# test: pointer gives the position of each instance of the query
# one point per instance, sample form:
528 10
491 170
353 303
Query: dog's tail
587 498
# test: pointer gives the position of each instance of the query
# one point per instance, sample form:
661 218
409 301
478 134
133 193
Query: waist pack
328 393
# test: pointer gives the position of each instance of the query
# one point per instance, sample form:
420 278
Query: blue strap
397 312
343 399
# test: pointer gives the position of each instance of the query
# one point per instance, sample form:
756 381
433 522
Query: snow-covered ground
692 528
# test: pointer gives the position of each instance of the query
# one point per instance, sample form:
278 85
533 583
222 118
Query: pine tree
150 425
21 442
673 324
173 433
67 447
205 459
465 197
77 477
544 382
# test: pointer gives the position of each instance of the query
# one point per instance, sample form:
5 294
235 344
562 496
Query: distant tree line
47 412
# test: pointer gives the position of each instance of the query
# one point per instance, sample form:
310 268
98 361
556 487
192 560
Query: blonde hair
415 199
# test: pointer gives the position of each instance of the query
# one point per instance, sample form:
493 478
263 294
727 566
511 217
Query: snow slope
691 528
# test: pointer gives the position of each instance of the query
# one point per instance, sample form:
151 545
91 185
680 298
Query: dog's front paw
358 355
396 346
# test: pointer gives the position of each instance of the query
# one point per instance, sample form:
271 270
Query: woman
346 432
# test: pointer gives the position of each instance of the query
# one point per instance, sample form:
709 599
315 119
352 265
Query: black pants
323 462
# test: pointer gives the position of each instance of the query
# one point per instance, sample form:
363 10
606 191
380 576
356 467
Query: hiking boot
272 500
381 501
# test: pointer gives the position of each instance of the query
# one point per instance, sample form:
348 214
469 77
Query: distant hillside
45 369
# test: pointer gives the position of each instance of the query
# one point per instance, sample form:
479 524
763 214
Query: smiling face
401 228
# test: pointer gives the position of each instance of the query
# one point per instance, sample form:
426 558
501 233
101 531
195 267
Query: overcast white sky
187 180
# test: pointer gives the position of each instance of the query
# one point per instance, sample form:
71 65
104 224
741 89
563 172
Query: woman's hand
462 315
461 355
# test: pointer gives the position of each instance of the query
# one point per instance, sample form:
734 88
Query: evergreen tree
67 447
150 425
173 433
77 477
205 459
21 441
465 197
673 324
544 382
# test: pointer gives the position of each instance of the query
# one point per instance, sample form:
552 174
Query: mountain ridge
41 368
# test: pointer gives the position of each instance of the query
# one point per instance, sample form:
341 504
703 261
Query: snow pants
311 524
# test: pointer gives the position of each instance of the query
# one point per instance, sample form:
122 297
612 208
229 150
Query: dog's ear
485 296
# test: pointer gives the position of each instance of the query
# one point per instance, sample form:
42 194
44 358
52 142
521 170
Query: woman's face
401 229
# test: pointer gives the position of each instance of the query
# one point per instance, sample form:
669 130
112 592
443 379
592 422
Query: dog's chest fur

━━━━━━━━━━━━━━━━━━━━

* Prompt
Count the lines of the entries above that contain the string "face", treating uppercase and lowercase as different. Give only the number.

* The answer
2